> _What is expected_
For this exercise, reproduce the entries below exactly, but only from the line containing "Target: crab walking leg" through the line containing "mark the striped", both included.
────────────────
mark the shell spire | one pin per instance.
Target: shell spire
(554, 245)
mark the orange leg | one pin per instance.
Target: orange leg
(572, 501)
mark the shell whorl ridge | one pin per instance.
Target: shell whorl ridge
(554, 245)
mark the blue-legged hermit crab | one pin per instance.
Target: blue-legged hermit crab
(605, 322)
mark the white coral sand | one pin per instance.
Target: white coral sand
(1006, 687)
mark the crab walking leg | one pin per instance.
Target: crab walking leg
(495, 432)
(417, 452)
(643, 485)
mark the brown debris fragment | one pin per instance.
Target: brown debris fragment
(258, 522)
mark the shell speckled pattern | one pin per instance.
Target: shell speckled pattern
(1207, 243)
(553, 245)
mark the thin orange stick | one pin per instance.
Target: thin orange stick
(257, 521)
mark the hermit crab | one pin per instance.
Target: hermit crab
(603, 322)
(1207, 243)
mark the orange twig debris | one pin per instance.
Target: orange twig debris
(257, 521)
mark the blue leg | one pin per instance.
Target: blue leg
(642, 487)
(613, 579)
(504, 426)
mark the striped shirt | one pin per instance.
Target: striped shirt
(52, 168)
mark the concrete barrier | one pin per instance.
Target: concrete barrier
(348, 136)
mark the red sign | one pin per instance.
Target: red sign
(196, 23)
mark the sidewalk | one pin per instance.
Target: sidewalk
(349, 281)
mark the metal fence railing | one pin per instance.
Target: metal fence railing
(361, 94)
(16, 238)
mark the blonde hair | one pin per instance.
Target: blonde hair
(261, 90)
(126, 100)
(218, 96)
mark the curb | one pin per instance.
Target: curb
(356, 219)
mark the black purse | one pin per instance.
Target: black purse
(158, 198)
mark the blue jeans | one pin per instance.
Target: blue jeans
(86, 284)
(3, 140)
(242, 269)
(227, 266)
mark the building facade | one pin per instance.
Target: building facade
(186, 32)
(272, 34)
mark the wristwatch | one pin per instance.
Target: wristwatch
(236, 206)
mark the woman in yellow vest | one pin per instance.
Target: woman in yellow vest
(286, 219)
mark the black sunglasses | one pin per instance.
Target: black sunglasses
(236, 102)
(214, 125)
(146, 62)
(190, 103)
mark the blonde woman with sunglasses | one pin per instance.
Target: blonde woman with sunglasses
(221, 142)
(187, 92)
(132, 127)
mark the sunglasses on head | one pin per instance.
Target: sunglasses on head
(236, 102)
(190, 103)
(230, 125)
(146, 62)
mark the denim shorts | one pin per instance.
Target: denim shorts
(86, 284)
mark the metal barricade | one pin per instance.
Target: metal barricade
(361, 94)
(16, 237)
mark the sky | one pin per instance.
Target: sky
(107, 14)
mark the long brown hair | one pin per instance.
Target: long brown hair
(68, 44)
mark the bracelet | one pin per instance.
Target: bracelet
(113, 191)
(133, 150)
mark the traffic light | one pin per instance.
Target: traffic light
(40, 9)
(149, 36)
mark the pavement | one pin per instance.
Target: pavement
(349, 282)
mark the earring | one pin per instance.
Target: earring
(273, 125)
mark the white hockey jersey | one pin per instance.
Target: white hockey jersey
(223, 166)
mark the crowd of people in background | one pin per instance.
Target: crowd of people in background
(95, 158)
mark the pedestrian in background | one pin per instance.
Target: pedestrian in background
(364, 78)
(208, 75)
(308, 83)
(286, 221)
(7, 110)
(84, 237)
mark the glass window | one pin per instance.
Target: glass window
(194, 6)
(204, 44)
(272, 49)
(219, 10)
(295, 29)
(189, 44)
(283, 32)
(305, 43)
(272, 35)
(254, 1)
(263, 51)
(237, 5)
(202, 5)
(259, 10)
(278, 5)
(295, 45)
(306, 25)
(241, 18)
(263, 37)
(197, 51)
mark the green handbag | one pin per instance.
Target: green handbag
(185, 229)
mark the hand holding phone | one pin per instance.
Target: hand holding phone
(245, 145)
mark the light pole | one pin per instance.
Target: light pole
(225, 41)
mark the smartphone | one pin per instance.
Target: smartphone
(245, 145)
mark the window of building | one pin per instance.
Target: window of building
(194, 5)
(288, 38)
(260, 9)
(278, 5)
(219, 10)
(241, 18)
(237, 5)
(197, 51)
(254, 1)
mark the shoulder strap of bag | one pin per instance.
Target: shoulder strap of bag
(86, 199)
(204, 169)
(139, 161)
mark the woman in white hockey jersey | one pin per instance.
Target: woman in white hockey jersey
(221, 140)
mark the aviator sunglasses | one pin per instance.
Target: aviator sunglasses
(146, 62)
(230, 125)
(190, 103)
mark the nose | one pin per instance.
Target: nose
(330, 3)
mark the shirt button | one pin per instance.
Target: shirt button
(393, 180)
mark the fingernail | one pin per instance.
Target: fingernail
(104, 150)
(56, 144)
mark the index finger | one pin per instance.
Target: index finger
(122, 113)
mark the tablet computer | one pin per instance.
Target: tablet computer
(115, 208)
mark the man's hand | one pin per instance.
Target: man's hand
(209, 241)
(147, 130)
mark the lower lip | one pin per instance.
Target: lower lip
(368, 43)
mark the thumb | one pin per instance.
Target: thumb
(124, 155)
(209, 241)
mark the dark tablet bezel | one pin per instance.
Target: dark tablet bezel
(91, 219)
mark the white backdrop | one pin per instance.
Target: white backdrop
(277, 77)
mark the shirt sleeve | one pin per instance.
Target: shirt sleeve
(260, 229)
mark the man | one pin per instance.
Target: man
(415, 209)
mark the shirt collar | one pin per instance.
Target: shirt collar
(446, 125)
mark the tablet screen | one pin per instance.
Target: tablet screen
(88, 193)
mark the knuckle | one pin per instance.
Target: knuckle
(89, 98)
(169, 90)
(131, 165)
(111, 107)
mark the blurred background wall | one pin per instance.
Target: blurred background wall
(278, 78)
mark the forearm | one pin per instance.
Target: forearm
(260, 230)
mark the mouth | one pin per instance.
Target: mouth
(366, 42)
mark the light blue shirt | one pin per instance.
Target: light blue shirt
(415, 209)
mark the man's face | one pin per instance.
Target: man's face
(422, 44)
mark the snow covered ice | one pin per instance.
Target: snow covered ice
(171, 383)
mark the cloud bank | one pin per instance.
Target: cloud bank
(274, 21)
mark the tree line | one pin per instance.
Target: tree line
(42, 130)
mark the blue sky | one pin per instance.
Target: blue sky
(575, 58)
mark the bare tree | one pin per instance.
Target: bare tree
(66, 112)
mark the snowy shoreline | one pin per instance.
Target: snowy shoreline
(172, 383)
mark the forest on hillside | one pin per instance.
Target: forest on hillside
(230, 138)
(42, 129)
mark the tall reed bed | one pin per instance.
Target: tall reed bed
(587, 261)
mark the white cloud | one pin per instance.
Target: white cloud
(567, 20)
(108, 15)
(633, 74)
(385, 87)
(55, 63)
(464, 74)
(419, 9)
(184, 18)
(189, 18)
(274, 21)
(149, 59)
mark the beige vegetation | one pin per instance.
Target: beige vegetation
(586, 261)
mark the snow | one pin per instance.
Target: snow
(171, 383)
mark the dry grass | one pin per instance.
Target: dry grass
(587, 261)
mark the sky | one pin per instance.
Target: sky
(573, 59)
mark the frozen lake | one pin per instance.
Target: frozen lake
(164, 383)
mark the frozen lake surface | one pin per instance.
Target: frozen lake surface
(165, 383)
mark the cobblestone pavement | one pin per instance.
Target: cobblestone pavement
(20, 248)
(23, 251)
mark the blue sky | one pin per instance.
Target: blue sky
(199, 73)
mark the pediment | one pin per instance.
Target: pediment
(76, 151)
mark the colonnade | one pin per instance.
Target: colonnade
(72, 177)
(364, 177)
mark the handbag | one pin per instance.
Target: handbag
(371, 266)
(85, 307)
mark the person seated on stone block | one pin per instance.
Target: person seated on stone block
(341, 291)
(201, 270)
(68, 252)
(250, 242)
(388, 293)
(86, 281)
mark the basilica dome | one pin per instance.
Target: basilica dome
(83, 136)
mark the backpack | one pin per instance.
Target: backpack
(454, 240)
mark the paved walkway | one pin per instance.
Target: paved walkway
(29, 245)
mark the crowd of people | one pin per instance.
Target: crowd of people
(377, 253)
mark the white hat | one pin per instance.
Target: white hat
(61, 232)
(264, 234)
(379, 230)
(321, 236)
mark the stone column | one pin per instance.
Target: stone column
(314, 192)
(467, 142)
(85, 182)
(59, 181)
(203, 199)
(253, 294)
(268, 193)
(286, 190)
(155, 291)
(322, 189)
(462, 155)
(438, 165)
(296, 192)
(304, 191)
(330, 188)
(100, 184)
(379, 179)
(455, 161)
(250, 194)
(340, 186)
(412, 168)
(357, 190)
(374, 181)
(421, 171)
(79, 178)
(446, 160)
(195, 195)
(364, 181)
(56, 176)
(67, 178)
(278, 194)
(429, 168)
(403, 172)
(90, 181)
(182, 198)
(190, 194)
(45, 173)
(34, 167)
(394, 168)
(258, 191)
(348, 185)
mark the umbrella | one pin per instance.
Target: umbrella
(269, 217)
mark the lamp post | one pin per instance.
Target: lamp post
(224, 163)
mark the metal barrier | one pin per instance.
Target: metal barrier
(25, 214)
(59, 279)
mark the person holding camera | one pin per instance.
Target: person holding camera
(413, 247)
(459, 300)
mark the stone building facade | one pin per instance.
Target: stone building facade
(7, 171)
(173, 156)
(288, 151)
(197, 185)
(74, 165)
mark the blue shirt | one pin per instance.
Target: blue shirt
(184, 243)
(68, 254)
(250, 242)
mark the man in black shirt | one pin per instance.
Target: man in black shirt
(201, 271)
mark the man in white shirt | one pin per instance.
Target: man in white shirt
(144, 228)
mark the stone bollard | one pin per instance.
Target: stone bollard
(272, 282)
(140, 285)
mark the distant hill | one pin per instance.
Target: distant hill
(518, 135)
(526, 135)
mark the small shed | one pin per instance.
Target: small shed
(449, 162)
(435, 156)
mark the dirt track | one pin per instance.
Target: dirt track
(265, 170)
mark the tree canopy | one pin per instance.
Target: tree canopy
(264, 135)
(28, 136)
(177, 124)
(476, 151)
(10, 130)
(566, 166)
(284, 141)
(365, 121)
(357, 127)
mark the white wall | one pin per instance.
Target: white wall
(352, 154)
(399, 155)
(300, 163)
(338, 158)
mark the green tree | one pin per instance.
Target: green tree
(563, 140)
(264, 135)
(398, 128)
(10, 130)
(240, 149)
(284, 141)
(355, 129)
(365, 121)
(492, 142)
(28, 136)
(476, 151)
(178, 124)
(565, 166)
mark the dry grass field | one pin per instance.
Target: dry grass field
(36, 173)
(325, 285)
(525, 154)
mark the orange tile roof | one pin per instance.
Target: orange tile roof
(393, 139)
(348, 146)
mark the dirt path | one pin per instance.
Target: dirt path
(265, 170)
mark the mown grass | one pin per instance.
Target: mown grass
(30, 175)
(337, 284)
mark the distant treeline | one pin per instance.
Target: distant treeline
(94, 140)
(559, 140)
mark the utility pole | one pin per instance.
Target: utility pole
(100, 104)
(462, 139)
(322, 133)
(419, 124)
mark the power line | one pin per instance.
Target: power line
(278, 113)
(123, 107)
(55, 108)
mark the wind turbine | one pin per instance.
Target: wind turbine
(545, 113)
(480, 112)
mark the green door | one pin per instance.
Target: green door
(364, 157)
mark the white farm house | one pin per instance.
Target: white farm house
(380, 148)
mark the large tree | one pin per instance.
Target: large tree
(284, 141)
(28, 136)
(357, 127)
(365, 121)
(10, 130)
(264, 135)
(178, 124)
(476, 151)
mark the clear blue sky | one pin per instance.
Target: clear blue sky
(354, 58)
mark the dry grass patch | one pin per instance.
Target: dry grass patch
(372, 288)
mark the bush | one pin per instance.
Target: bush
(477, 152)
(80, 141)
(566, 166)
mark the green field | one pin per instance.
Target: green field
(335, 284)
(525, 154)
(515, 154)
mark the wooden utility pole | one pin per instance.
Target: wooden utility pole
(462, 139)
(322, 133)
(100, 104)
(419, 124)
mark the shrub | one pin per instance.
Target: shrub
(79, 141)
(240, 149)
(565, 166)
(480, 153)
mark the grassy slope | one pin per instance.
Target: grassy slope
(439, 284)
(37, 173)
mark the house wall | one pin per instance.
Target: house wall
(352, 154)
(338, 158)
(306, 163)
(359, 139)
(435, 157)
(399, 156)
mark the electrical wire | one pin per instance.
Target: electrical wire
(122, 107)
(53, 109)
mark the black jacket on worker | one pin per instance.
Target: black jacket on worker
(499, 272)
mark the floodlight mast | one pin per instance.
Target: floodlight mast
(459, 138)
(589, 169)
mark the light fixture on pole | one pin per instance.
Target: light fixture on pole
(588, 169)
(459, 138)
────────────────
> _Task response_
Target: crab walking leg
(495, 432)
(417, 452)
(643, 485)
mark the brown debris fragment | one pin per instance.
Target: brown debris fragment
(258, 522)
mark the shell speckled pattern | one pin per instance.
Target: shell speckled pattern
(1207, 243)
(553, 245)
mark the thin orange stick | one pin per instance.
Target: thin orange stick
(257, 521)
mark the hermit crab | one pin per instance.
Target: hermit crab
(603, 322)
(1207, 243)
mark the orange twig debris | one pin per instance.
Target: orange twig debris
(257, 521)
mark the blue leg | one pin per instance.
Target: blue leg
(642, 487)
(613, 579)
(504, 426)
mark the striped shirt | one pin per instance.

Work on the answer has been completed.